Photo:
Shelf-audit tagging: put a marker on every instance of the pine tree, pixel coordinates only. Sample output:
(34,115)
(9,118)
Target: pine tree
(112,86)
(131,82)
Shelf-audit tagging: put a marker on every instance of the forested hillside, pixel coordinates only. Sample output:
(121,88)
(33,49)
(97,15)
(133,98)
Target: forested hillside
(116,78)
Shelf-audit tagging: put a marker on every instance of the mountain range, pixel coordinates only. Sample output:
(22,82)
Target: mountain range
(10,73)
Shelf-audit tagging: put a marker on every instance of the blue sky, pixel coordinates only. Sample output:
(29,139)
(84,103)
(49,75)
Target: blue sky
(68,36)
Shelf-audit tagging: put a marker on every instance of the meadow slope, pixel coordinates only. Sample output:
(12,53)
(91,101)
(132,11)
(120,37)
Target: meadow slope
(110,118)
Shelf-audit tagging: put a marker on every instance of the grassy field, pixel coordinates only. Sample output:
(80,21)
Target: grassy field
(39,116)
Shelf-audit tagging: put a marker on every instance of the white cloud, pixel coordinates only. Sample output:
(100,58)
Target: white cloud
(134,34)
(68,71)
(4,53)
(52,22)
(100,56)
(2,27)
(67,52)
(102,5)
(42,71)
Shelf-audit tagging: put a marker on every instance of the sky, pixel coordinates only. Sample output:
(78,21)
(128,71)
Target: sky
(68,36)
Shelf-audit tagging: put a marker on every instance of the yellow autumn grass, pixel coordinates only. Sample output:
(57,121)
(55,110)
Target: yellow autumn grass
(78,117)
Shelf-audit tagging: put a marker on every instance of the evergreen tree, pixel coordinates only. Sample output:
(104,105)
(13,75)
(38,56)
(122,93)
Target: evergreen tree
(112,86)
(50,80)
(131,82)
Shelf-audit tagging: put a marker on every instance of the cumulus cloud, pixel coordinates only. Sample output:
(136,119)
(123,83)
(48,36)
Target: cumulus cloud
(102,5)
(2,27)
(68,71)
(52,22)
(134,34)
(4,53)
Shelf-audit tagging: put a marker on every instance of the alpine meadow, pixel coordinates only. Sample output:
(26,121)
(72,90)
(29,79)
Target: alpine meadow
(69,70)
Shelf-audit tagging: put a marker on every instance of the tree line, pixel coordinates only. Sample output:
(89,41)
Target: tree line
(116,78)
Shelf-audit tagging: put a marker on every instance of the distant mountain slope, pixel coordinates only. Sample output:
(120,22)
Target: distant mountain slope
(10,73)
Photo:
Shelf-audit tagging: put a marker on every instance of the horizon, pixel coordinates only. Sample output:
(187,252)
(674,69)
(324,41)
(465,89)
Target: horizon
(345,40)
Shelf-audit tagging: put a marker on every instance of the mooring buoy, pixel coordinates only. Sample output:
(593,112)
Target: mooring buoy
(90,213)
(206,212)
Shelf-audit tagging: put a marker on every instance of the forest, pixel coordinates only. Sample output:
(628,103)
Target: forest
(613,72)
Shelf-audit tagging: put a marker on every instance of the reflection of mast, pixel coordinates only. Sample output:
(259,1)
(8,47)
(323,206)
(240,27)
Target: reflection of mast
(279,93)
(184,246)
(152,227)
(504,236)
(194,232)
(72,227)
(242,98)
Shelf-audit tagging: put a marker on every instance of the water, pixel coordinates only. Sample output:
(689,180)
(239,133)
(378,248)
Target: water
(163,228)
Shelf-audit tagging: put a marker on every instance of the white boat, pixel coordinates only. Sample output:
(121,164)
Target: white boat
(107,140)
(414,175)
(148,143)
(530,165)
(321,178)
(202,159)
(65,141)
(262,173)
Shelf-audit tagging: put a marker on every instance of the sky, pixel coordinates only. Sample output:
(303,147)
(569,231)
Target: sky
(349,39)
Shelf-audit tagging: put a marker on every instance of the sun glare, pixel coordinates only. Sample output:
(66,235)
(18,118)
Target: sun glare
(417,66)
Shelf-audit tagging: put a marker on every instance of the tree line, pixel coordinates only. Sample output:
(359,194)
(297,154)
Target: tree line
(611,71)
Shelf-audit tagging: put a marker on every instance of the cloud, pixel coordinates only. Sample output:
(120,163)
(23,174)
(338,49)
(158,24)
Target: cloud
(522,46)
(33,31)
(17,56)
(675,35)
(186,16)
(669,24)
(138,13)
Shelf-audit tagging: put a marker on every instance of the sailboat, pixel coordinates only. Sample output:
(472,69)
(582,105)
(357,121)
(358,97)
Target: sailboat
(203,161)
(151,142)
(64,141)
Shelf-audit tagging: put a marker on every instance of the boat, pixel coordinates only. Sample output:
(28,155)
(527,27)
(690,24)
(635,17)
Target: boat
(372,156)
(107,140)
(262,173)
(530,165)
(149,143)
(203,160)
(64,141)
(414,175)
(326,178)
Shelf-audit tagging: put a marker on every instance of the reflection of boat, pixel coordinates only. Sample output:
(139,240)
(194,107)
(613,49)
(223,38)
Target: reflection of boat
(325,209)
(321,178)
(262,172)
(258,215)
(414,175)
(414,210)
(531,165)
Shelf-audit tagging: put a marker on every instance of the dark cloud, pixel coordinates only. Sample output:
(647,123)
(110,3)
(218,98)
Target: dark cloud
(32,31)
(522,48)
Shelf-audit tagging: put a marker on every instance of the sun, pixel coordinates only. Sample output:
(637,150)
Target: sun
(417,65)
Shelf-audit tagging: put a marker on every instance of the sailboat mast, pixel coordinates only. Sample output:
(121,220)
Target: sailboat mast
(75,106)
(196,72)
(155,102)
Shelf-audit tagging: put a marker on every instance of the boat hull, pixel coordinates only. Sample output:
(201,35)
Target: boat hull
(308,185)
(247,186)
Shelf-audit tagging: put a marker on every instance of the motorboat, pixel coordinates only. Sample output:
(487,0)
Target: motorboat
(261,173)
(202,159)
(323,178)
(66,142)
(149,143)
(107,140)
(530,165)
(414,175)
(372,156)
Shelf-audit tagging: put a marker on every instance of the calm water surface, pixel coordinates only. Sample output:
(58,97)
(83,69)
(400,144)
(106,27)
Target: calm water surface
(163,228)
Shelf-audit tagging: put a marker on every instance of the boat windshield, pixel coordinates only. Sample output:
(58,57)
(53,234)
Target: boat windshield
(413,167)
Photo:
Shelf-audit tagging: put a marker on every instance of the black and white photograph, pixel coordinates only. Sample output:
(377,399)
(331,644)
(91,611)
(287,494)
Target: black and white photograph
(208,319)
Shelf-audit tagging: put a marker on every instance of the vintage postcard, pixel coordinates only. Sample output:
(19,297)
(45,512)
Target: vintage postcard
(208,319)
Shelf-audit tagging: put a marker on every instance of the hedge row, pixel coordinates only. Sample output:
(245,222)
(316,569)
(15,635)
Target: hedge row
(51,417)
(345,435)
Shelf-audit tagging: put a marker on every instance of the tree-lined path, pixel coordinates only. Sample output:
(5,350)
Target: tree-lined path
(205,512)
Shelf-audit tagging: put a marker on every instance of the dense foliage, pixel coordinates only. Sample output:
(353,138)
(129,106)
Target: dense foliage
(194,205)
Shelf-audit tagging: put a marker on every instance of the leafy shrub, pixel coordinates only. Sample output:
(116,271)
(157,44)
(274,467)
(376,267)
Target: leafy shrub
_ _ _
Every entry needs to be retyped exactly.

*Response*:
Photo:
Shelf-audit tagging: put a marker on every instance of the pine tree, pixel coordinates only. Sample output:
(34,115)
(9,118)
Target: pine tree
(112,86)
(131,82)
Shelf-audit tagging: put a marker on every instance of the forested hillside, pixel coordinates only. Sample output:
(121,88)
(33,49)
(97,15)
(133,98)
Target: forested hillside
(116,78)
Shelf-audit tagging: put a marker on every instance of the mountain range, pixel coordinates only. Sample output:
(22,82)
Target: mountain range
(10,73)
Shelf-audit tagging: put a marker on every instance of the blue sky, pixel coordinates only. Sample output:
(29,139)
(84,103)
(49,75)
Target: blue sky
(68,36)
Shelf-audit tagging: put a marker on every instance of the meadow slope, pixel coordinates only. Sample output:
(12,53)
(91,101)
(132,11)
(120,37)
Target: meadow slope
(110,118)
Shelf-audit tagging: put a marker on every instance of the grassy field, pixel coordinates only. Sample output:
(80,21)
Target: grassy field
(39,116)
Shelf-audit tagging: put a marker on every instance of the white cloud, pixel coordinates only. Sample output:
(100,58)
Target: white cloud
(134,34)
(68,71)
(4,53)
(52,22)
(100,56)
(2,27)
(67,52)
(102,5)
(42,71)
Shelf-audit tagging: put a marker on every instance of the sky, pixel coordinates only. Sample output:
(78,21)
(128,71)
Target: sky
(68,36)
Shelf-audit tagging: put a marker on every instance of the yellow autumn grass, pixel coordinates only. Sample output:
(57,121)
(55,110)
Target: yellow autumn grass
(78,117)
Shelf-audit tagging: put a marker on every instance of the evergreen tree, pixel coordinates only. Sample output:
(104,105)
(13,75)
(38,56)
(122,93)
Target: evergreen tree
(112,86)
(50,80)
(131,82)
Shelf-audit tagging: put a marker on every instance of the cumulus cloud, pixel coordinates only. Sample output:
(136,119)
(123,83)
(48,36)
Target: cumulus cloud
(102,5)
(2,27)
(68,71)
(52,22)
(134,34)
(4,53)
Shelf-audit tagging: put a marker on every instance of the alpine meadow, pixel coordinates only. Sample output:
(26,121)
(72,90)
(29,79)
Target: alpine meadow
(69,70)
Shelf-audit tagging: put a marker on every instance of the tree line, pixel coordinates only. Sample output:
(89,41)
Target: tree line
(116,78)
Shelf-audit tagging: put a marker on every instance of the distant mountain slope, pixel coordinates only. Sample output:
(120,22)
Target: distant mountain slope
(10,73)
Photo:
Shelf-audit tagging: put a marker on every instance of the horizon, pixel coordinates only. Sample output:
(187,252)
(674,69)
(324,41)
(465,89)
Target: horizon
(345,40)
Shelf-audit tagging: put a marker on every instance of the mooring buoy, pixel coordinates only. Sample output:
(593,112)
Target: mooring buoy
(90,213)
(206,212)
Shelf-audit tagging: put a marker on every instance of the forest, pixel coordinates only. Sample output:
(628,103)
Target: forest
(613,72)
Shelf-audit tagging: put a marker on every instance of the reflection of mast, pixel coordinates only. Sample output:
(259,1)
(8,47)
(323,206)
(240,27)
Target: reflection of mast
(279,93)
(184,246)
(152,227)
(504,236)
(194,232)
(72,227)
(242,98)
Shelf-audit tagging: put a marker on every instance of the water, pixel coordinates only. Sample output:
(689,180)
(239,133)
(378,248)
Target: water
(163,228)
Shelf-audit tagging: put a marker on every instance of the white boat, pixel coordinates only. Sample output:
(121,164)
Target: white boat
(107,140)
(414,175)
(148,143)
(530,165)
(321,178)
(202,159)
(65,141)
(262,173)
Shelf-audit tagging: put a marker on every instance of the sky, pixel coordinates only. Sample output:
(303,147)
(569,231)
Target: sky
(349,39)
Shelf-audit tagging: put a marker on every instance of the sun glare, pixel coordinates only. Sample output:
(66,235)
(18,118)
Target: sun glare
(417,66)
Shelf-audit tagging: put a marker on every instance of the tree line, pixel coordinates only. Sample output:
(359,194)
(297,154)
Target: tree line
(611,71)
Shelf-audit tagging: put a marker on every instance of the cloud, pixel coordinates only. Sample output:
(120,163)
(23,174)
(338,49)
(158,24)
Target: cloud
(522,46)
(33,31)
(17,56)
(675,35)
(186,16)
(669,24)
(138,13)
Shelf-audit tagging: put a marker on every instance of the sailboat, pixel coordinates only. Sample output:
(472,69)
(582,105)
(357,121)
(358,97)
Target: sailboat
(203,161)
(151,142)
(64,141)
Shelf-audit tagging: put a marker on every instance of the boat, pixel coordinates only. Sample output:
(28,155)
(527,27)
(690,24)
(635,17)
Target: boat
(372,156)
(107,140)
(262,173)
(530,165)
(149,143)
(203,160)
(64,141)
(414,175)
(326,178)
Shelf-audit tagging: put a marker on every instance of the reflection of boat, pixel coordinates only. Sample output:
(139,240)
(194,107)
(613,49)
(223,38)
Target: reflection of boat
(325,209)
(321,178)
(262,172)
(258,215)
(414,175)
(414,210)
(531,165)
Shelf-audit tagging: put a marker on every instance of the dark cloud, pixel coordinates only. Sample output:
(647,123)
(110,3)
(218,98)
Target: dark cloud
(32,31)
(522,48)
Shelf-audit tagging: put a marker on every instance of the sun, pixel coordinates only. Sample output:
(637,150)
Target: sun
(417,65)
Shelf-audit tagging: put a marker on every instance of the sailboat mast, pixel coordinates only. Sample output:
(121,220)
Target: sailboat mast
(75,106)
(196,72)
(155,102)
Shelf-audit tagging: put a marker on every instance of the boat hull, pixel coordinates only. Sample output:
(201,35)
Target: boat hull
(308,185)
(247,186)
Shelf-audit tagging: put a marker on every instance of the motorboat, pixel coordinates only. Sample output:
(487,0)
Target: motorboat
(261,173)
(202,159)
(323,178)
(66,142)
(149,143)
(107,140)
(530,165)
(414,175)
(372,156)
Shelf-audit tagging: put a marker on every instance of the calm water surface, pixel coordinates only. Sample output:
(58,97)
(83,69)
(400,144)
(106,27)
Target: calm water surface
(163,228)
Shelf-audit tagging: put a marker on every instance of the boat windshield, pixel coordinates only. Sample output:
(58,57)
(53,234)
Target: boat windshield
(413,167)
Photo:
Shelf-audit tagging: put a marker on every instance of the black and white photograph, pixel coordinates only. Sample output:
(377,399)
(331,644)
(91,611)
(287,494)
Target: black and white photograph
(208,319)
Shelf-audit tagging: put a marker on every instance of the vintage postcard, pixel coordinates only. Sample output:
(19,297)
(45,512)
Target: vintage postcard
(208,319)
Shelf-audit tagging: put a marker on every instance of the hedge row, pixel coordinates only. Sample output:
(245,222)
(316,569)
(15,635)
Target: hedge row
(51,417)
(345,435)
Shelf-audit tagging: put a marker on every instance of the tree-lined path, pixel coordinates only. Sample output:
(5,350)
Target: tree-lined path
(205,512)
Shelf-audit tagging: put a marker on every instance of the dense foliage, pixel coordinates only. Sample output:
(353,138)
(129,106)
Target: dense foliage
(194,205)
Shelf-audit tagging: put a marker on every instance of the leafy shrub, pixel coordinates only. Sample output:
(116,271)
(157,44)
(274,467)
(376,267)
Target: leafy shrub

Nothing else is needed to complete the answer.